Source document
┄┄┄┄┄┄┄┄┄┄┄┄┄┄┄┄┄┄┄┄

New European survey focuses on workplace innovation and employment
The results of a new survey sponsored by the European Foundation for the Improvement of Living and Working Conditions, presented in September 1997, indicate that since the beginning of the 1990s, Europe has seen a significant increase in a variety of new forms of work organisation with strong direct participation of employees.
In a globalised market, new forms of work organisation and workplace partnership are increasingly becoming a prerequisite for competitiveness and employment in high-wage economies. In Europe, there has been a significant increase since the beginning of the 1990s in a variety of new forms of work organisation with strong direct participation of employees. In four out of five workplaces in Europe management either encourages employees to make their views known on work-related matters - via "continuous improvement" programmes, for example - or gives employees increased responsibility to organise their jobs - via semi-autonomous work-groups, for instance. However, Europe still lags significantly behind its main competitors in the USA and Japan in terms of the scope and integration of different organisational change measures.
These are among the first findings drawn from the "Employee Direct Participation in Organisational Change" (EPOC) survey, covering the views of management in nearly 6,000 establishments in 10 European countries, sponsored by the European Foundation for the Improvement of Living and Working Conditions. The preliminary results were presented at a joint conference organised by the European Commission and the Foundation on the Swedish and European experience of organisational development, which took place on 29 September 1997 at the Council for Swedish Work Life Research. The context of the conference was the April 1997 Commission Green Paper on Partnership for a new organisation of work, a new policy initiative to promote flexibility and competitiveness of companies and increased employment security of employees (EU9707134F).
The survey results are seen by the authors as "a cause of both optimism and concern for those at the European Commission, who see innovative organisational development as an integrated part of a new European employment strategy". Below we set out some of the main findings of the report on the results of the survey - New forms of work organisation. Can Europe realise its potential?- prepared by the EPOC Research Group and sponsored by the Foundation.
Grounds for optimism
Optimism is based most importantly on the fact that the managers responding to the EPOC survey believe that direct participation in organisational change works. Each of the forms of direct participation was viewed as having "positive effects on a range of key indicators of economic performance, such as quality, output, costs and through-put times, on absenteeism and sickness, and on reductions in the number of employees and managers". For example, 56% of managers saw a significant cost reduction as a result of group-work, while 94% saw quality improvements. Overall, the verdict of respondents on direct participation was that it had been very successful in improving the economic performance of the enterprise.

┄┄┄┄┄┄┄┄┄┄┄┄┄┄┄┄┄┄┄┄

Excerpted data
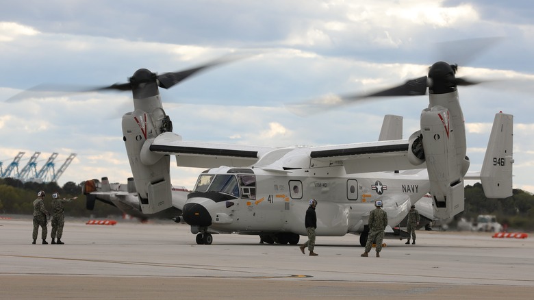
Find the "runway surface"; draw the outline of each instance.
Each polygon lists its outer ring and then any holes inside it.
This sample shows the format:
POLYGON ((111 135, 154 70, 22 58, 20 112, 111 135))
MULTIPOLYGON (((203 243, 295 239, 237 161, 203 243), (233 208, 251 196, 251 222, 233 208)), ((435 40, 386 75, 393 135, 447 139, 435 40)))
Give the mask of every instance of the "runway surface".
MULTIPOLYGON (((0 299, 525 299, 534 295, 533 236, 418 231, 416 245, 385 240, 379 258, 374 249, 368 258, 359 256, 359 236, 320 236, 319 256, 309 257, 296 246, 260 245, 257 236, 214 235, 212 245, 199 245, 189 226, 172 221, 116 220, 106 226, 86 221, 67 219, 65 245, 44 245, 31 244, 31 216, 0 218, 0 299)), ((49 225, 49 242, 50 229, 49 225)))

┄┄┄┄┄┄┄┄┄┄┄┄┄┄┄┄┄┄┄┄

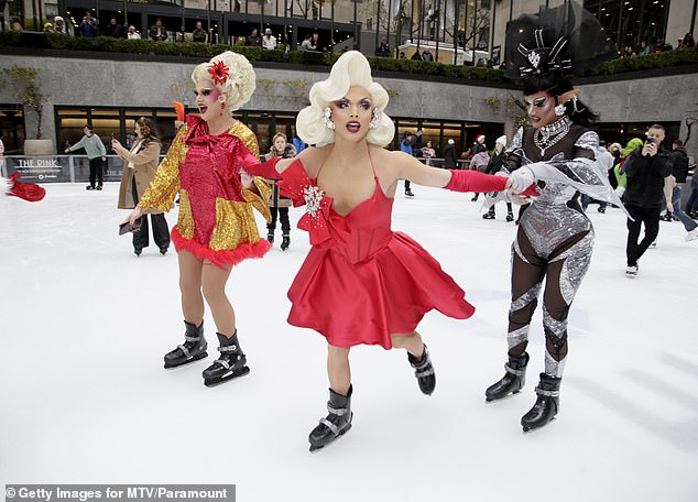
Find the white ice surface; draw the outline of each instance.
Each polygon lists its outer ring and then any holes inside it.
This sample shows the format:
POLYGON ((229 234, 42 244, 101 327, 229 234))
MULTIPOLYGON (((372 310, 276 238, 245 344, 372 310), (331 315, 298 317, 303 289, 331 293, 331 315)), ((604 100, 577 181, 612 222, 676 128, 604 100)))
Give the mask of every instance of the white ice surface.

┄┄┄┄┄┄┄┄┄┄┄┄┄┄┄┄┄┄┄┄

To be done
1. In the article on the European workplace survey, how many establishments and countries did the EPOC survey cover?
2. Carry on the article on the European workplace survey, starting after its last sentence.

Outputs by task
1. Nearly 6,000 establishments in 10 European countries.

2.
The authors see the EPOC survey results as having some extremely significant implications for practitioners, in particular. Practising one form of direct participation intensively seems to be better than practising several forms to a limited extent. Direct participation measures such as suggestion schemes, "speak-up schemes" and project groups, are "as important for good economic performance and for reductions in labour costs as group-work, which has dominated the policy debate". The key message is that the greater the responsibility given to employees, the better and more sustainable are the economic results.
A number of "ingredients of success" are identified. One is qualification and training: the better employee qualifications and vocational training are, the more likely that direct participation will be successful in achieving its various benefits. Similarly, direct participation is more likely to be successful if there is training of employees and managers for such participation. Training in social skills, and not just vocational training, is very important and needs to embrace managers as well as employees.
A second ingredient in success is the involvement of employee representatives in the introduction of direct participation. The survey results confirm the importance of such involvement in the regulation of direct participation, in order to improve both the quality of the participation itself and its economic and social effects. Far from being a "barrier to progress", it seems that employee representatives and trade unions in Europe are "agents of change", according to the report. The greater their involvement, in terms of both form and extent (and this applies particularly to negotiation and joint decision-making), the more positive were the indicators on business performance.
Causes for concern
As well as giving grounds for optimism, however, the results of the EPOC survey are also seen as raising several causes of concern. A significant minority of workplaces in the EPOC survey - one in five - do not practise any form of direct participation. More importantly, many of those that do are pursuing a partial approach. Relatively few - around one in seven - report having an integrated approach. The scope of much of the direct participation which is practised by the European enterprise is also "rather limited". Indeed, when the total population of workplaces in the survey is taken into account, the proportion with high scores for the scope of participation reaches more than 10% in the case of one form of direct participation only, that of individual delegation within some form of "job enrichment".
Although it is difficult to make comparisons with other surveys because of their different nature and extent, it seems that there has been an increase in the incidence of direct participation in Europe in recent years. Yet it is a moot point whether Europe has closed the gap with Japan and the USA which was identified in a previous EPOC literature study. This is especially so in the case of Japan where group-work, for example, was found to be practised by more than 90% of large companies in industry and more than 80% in services. A comparison of the prevalence of integrated forms of group-work show the USA at 41% (1994) and Europe at 16% (1996). Thus the coverage in the USA is two and a half times higher than the European average. Sweden has the highest rate in Europe, with 31% of all establishments where more than 50% of the workers are working in teams.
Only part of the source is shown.